▸ **Direction**
Recast the listing below as a Markdown table with two columns, Row and Line. Number each line in order, skip blank lines, and leave the pictures out.

▸ **Materials provided**
_ _ _

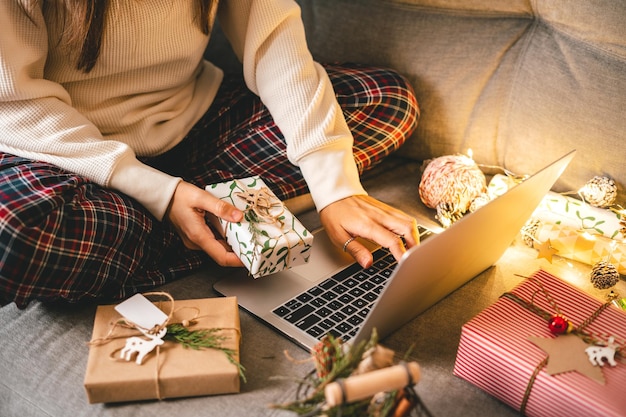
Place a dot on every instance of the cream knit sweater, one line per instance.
(151, 85)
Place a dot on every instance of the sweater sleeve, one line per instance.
(268, 37)
(38, 121)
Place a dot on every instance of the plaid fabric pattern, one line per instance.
(63, 238)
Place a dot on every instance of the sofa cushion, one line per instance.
(519, 83)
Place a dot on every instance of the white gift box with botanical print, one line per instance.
(269, 238)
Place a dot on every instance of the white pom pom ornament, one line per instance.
(450, 184)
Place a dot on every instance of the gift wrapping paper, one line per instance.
(176, 371)
(496, 355)
(264, 245)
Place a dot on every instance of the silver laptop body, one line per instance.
(426, 273)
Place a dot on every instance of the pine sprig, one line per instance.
(311, 389)
(203, 339)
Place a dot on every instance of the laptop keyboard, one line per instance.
(339, 304)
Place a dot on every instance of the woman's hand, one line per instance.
(187, 212)
(364, 216)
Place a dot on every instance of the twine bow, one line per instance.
(261, 201)
(168, 324)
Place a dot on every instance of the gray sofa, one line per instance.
(519, 82)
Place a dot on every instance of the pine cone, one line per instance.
(604, 275)
(529, 232)
(599, 192)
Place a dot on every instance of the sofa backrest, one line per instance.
(519, 82)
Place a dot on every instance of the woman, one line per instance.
(112, 123)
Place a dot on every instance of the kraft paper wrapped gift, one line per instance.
(500, 350)
(175, 371)
(269, 239)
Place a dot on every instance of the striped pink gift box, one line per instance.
(496, 355)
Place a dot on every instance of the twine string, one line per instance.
(261, 202)
(127, 324)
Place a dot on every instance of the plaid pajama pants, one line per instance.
(64, 238)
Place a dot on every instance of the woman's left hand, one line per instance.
(364, 216)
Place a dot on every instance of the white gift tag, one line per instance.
(140, 311)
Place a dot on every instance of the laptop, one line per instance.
(331, 294)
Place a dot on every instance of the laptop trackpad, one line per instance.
(326, 259)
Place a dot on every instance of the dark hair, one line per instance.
(83, 25)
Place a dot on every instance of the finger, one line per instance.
(360, 253)
(220, 208)
(218, 250)
(406, 229)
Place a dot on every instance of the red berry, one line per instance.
(558, 324)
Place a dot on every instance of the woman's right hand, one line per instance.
(187, 212)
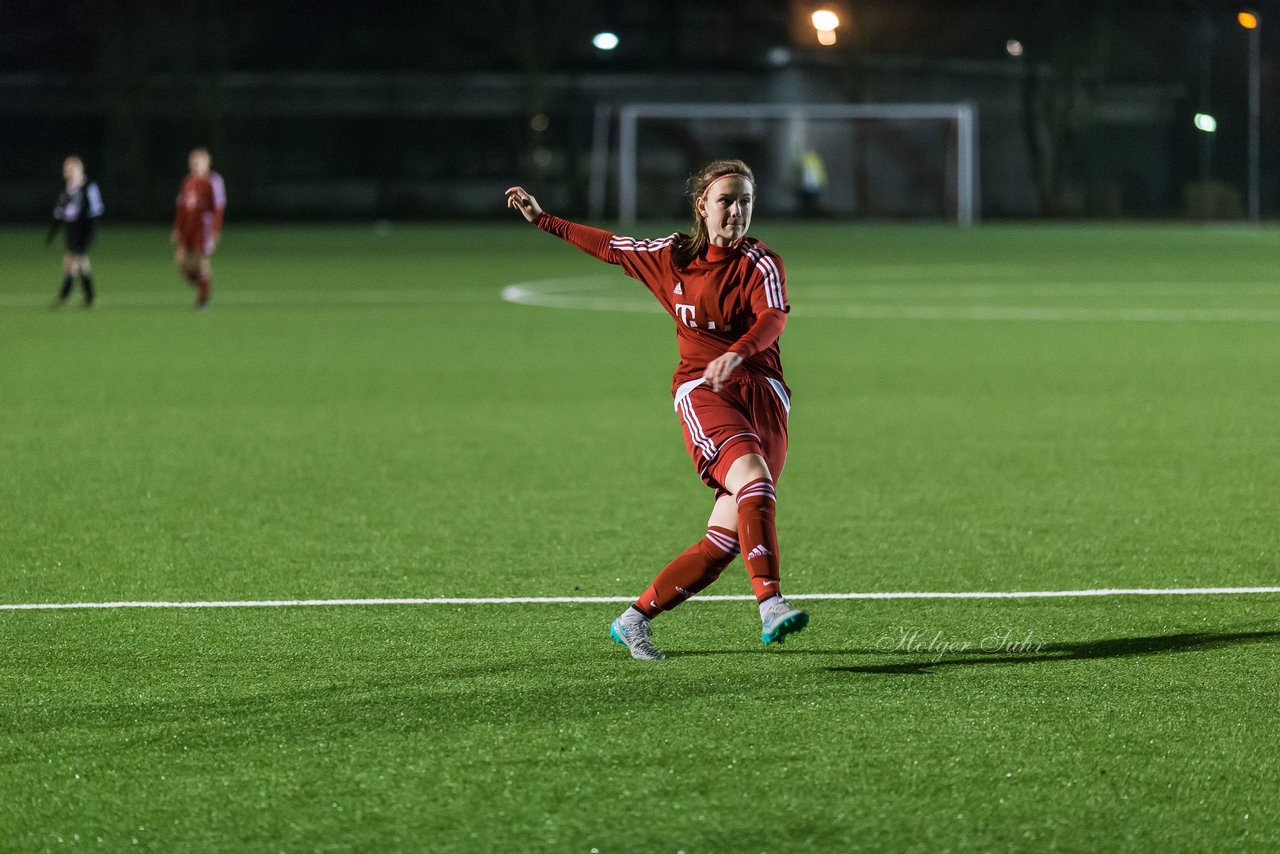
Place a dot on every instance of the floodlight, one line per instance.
(824, 19)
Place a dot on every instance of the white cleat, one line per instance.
(778, 620)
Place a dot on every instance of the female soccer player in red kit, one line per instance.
(727, 296)
(197, 223)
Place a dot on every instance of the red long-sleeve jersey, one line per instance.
(730, 298)
(200, 206)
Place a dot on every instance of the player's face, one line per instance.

_ _ _

▸ **Result of the task**
| Row | Line |
|---|---|
| 1 | Place a dot on every instance of the cream knit sweater, one line per instance. |
| 2 | (151, 85) |
| 3 | Place a dot on every instance of the sweater sleeve, one line per instance. |
| 4 | (268, 37) |
| 5 | (38, 121) |
| 6 | Place a dot on every instance of the plaid fabric pattern, one line per instance. |
| 7 | (63, 238) |
| 8 | Place a dot on every instance of the sofa cushion, one line per instance. |
| 9 | (519, 83) |
| 10 | Place a dot on every instance of the white gift box with botanical print, one line per instance. |
| 11 | (269, 238) |
| 12 | Place a dot on every instance of the white pom pom ornament, one line per instance. |
| 13 | (450, 184) |
| 14 | Place a dot on every instance of the gift wrapping paper, one line per instance. |
| 15 | (176, 371) |
| 16 | (496, 355) |
| 17 | (264, 245) |
| 18 | Place a dot on every instance of the silver laptop body, one line per instance. |
| 19 | (426, 273) |
| 20 | Place a dot on every instance of the pine sprig, one line per instance. |
| 21 | (311, 389) |
| 22 | (203, 339) |
| 23 | Place a dot on every instance of the laptop keyboard, one line per instance. |
| 24 | (339, 304) |
| 25 | Place a dot on every instance of the woman's hand, one line per instance. |
| 26 | (187, 212) |
| 27 | (364, 216) |
| 28 | Place a dot on every instance of the twine bow, one line per instance. |
| 29 | (261, 201) |
| 30 | (168, 324) |
| 31 | Place a dot on every instance of the gray sofa, one line per instance. |
| 32 | (519, 82) |
| 33 | Place a dot on every instance of the pine cone, one line per instance. |
| 34 | (604, 275) |
| 35 | (529, 232) |
| 36 | (599, 192) |
| 37 | Place a dot on every instance of the sofa backrest, one line per instance. |
| 38 | (519, 82) |
| 39 | Place a dot on every instance of the woman, one line per instance. |
| 40 | (112, 123) |
| 41 | Place a dot on every instance of the kraft paper wrapped gift, one line per instance. |
| 42 | (500, 350) |
| 43 | (175, 371) |
| 44 | (269, 239) |
| 45 | Place a dot on every instance of the striped pink gift box, one line per instance. |
| 46 | (496, 355) |
| 47 | Place a dot on every instance of the twine string, one line per instance. |
| 48 | (261, 202) |
| 49 | (127, 324) |
| 50 | Place a dot on every instance of the plaid pajama pants, one line per instance. |
| 51 | (64, 238) |
| 52 | Place a dot on every instance of the woman's left hand, one line per instance. |
| 53 | (364, 216) |
| 54 | Place a dot on every instance of the white gift tag, one line per instance. |
| 55 | (140, 311) |
| 56 | Place a dot on every instance of the laptop, one line per instance. |
| 57 | (331, 294) |
| 58 | Place a dot on every instance of the laptop trackpad, one line per instance. |
| 59 | (326, 259) |
| 60 | Place a dot on every instance of the dark hair, one line per instance. |
| 61 | (83, 25) |
| 62 | Place a dot on every instance of the finger, one line per instance. |
| 63 | (360, 253) |
| 64 | (220, 208) |
| 65 | (218, 250) |
| 66 | (406, 229) |
| 67 | Place a dot on every instance of the red berry, one line per instance. |
| 68 | (558, 324) |
| 69 | Place a dot on every instance of the woman's right hand, one line per instance. |
| 70 | (187, 212) |
| 71 | Place a dot on every instance of the floodlight, one line per instance. |
| 72 | (824, 19) |
| 73 | Place a dot on every instance of the white cleat, one line per instance. |
| 74 | (778, 620) |
| 75 | Place a dot on every instance of the female soccer player in red kit, one line per instance. |
| 76 | (727, 296) |
| 77 | (197, 223) |
| 78 | Place a dot on every instance of the red long-sleeve jersey, one line per instance. |
| 79 | (730, 298) |
| 80 | (200, 206) |
| 81 | Place a dot on every instance of the player's face, one line per instance. |